== Data under study ==

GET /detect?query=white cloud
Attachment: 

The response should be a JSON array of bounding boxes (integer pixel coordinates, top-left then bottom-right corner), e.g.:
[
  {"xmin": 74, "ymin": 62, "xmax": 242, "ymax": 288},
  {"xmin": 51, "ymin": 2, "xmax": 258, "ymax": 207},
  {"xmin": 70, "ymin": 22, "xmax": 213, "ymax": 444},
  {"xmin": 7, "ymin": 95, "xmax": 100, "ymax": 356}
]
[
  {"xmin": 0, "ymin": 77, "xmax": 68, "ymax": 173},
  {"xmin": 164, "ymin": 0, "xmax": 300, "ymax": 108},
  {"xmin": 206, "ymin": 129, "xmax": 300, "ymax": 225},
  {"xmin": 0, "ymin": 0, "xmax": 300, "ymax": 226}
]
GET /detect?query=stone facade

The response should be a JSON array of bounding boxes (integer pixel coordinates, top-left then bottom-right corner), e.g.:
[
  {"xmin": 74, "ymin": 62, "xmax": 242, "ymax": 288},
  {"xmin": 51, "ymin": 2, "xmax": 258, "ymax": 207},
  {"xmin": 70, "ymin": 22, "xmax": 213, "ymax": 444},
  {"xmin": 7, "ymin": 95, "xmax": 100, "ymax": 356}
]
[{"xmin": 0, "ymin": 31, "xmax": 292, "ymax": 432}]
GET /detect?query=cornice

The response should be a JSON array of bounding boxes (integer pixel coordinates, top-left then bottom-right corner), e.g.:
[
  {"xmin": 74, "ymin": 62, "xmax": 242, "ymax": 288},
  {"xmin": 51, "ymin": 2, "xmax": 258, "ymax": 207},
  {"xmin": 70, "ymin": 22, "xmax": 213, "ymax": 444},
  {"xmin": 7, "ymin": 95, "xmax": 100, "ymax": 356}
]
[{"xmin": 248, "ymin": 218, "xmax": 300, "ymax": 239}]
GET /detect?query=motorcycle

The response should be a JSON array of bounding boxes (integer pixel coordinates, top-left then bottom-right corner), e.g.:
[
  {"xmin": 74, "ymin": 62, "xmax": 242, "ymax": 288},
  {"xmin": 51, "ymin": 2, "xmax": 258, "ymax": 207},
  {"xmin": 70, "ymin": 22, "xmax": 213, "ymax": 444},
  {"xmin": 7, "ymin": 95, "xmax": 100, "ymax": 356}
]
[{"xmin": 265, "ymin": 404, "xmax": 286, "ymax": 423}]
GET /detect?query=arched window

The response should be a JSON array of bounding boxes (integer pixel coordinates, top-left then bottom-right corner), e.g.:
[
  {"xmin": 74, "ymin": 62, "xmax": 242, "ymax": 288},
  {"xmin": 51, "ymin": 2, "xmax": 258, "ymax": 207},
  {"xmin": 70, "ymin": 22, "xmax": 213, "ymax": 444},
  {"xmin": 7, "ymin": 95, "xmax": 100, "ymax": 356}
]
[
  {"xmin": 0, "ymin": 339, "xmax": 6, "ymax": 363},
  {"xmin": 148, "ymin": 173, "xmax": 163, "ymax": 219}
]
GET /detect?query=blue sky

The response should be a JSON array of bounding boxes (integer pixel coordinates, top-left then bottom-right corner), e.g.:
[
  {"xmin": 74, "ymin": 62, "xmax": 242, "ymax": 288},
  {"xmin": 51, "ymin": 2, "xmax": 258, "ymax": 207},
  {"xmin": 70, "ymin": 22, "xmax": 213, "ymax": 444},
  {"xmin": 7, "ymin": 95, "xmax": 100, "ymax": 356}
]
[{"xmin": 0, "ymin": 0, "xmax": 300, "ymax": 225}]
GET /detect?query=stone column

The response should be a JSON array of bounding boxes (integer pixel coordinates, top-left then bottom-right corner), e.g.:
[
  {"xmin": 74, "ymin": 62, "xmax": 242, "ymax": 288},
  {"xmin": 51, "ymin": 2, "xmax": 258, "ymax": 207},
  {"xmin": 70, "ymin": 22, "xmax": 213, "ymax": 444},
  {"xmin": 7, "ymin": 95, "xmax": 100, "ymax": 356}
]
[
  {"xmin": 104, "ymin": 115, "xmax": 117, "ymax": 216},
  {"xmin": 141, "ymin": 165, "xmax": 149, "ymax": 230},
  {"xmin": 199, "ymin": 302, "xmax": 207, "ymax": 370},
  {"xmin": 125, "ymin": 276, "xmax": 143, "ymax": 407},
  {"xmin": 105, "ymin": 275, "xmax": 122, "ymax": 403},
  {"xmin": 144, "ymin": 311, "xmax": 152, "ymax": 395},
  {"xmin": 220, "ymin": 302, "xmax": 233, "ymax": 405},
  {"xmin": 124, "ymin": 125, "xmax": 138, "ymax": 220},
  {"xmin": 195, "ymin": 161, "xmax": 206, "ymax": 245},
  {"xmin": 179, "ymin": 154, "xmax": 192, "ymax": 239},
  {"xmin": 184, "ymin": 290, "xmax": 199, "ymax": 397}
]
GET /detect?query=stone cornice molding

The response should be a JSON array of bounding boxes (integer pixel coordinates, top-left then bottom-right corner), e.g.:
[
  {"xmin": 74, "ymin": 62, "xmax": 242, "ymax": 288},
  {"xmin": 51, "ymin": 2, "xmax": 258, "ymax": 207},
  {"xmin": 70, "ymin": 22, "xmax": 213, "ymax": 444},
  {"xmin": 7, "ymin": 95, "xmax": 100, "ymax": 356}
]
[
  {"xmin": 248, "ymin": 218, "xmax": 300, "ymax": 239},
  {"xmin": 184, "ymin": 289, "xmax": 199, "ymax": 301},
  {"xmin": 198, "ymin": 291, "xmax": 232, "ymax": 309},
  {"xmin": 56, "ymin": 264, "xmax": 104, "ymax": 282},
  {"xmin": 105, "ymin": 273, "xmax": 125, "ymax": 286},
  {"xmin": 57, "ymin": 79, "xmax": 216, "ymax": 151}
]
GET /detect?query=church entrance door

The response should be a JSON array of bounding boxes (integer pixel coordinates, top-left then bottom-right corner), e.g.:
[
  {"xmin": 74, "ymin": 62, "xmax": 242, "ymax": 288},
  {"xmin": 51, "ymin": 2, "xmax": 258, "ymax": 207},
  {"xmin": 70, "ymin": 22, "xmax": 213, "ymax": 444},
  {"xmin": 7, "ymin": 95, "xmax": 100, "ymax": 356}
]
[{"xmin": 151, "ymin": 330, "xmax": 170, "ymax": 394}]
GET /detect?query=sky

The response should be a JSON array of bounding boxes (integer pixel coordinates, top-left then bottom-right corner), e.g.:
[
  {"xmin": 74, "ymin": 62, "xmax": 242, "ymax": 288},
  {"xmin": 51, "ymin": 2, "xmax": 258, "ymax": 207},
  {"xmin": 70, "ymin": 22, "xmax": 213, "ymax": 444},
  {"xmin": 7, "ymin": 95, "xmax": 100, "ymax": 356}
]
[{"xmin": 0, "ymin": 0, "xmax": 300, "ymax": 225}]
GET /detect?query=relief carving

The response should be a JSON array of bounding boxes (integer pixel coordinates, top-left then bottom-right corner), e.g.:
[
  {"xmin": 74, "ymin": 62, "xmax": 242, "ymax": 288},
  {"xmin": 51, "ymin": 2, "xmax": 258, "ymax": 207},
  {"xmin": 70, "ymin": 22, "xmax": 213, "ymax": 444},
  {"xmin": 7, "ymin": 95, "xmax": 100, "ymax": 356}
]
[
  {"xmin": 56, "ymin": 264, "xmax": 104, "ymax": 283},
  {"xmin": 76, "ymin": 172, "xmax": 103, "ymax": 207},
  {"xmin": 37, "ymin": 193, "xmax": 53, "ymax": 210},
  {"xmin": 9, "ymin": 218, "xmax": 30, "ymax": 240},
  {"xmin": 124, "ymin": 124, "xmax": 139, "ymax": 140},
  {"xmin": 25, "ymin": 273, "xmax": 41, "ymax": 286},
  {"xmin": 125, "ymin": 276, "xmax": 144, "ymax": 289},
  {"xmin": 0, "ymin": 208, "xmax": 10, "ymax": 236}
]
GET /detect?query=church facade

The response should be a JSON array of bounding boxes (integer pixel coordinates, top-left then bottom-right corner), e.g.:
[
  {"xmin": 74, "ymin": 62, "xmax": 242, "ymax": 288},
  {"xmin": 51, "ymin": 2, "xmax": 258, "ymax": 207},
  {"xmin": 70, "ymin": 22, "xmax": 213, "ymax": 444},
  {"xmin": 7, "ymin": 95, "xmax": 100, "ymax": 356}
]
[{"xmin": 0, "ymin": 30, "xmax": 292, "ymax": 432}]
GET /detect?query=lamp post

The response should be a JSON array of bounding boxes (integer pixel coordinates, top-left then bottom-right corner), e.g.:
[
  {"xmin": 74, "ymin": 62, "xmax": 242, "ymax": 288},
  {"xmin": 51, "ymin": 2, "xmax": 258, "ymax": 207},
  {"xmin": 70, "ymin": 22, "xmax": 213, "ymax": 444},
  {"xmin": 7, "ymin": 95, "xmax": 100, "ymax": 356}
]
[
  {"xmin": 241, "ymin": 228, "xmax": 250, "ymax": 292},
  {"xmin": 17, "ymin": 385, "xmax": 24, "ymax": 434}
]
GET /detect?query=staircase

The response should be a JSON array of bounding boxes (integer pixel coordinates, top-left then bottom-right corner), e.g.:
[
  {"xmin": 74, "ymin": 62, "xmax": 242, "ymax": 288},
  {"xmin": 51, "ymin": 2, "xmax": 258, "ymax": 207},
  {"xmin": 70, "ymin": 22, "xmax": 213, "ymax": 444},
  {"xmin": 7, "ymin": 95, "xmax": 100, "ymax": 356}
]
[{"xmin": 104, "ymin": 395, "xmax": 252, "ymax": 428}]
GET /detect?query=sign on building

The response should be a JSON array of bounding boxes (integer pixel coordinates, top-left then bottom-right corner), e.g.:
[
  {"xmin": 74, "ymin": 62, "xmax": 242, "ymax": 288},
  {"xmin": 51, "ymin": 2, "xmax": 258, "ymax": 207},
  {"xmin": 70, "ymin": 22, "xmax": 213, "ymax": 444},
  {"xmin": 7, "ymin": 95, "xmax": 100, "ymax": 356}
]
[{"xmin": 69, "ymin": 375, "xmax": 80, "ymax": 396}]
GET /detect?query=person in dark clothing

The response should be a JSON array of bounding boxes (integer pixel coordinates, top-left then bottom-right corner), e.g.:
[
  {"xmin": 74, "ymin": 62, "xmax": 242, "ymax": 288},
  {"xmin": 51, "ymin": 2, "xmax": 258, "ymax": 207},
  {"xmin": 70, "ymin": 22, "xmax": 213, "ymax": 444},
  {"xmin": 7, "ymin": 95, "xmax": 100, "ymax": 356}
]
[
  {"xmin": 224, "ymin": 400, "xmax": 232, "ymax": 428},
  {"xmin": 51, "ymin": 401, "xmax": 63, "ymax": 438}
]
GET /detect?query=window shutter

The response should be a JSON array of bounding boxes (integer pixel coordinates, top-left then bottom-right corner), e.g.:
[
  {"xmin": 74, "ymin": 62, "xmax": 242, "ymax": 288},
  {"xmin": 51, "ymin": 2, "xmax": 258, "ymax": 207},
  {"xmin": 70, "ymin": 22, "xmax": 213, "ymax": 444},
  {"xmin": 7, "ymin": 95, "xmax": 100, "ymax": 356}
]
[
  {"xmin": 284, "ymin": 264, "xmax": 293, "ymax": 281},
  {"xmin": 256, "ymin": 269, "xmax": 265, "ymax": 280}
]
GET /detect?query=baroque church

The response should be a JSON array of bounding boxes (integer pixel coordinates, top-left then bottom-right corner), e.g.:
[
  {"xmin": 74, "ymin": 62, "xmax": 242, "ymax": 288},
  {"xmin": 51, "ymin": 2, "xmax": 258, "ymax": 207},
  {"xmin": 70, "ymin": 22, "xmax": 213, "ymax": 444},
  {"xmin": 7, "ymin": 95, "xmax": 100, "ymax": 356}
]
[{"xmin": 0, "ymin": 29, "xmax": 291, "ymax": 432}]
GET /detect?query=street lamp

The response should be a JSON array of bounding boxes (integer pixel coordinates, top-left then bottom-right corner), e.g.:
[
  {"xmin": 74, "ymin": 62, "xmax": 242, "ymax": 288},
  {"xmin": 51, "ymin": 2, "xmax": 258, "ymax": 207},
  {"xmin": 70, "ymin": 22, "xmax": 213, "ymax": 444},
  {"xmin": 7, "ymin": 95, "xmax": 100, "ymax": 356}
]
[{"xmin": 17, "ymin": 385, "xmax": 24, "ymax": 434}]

===

The task:
The answer must be a verbatim transcription of the entries above, from the first line through the line that contains "GET /detect?query=stone facade", and nothing more.

Written solution:
GET /detect?query=white cloud
Attachment: 

The response should be a JSON array of bounding boxes (integer pixel coordinates, top-left then bottom-right corner), e.g.:
[
  {"xmin": 74, "ymin": 62, "xmax": 242, "ymax": 288},
  {"xmin": 51, "ymin": 2, "xmax": 258, "ymax": 207},
  {"xmin": 70, "ymin": 22, "xmax": 213, "ymax": 444},
  {"xmin": 7, "ymin": 95, "xmax": 100, "ymax": 356}
]
[
  {"xmin": 0, "ymin": 77, "xmax": 68, "ymax": 173},
  {"xmin": 164, "ymin": 0, "xmax": 300, "ymax": 108},
  {"xmin": 206, "ymin": 129, "xmax": 300, "ymax": 225},
  {"xmin": 0, "ymin": 0, "xmax": 300, "ymax": 226}
]
GET /detect?query=stone facade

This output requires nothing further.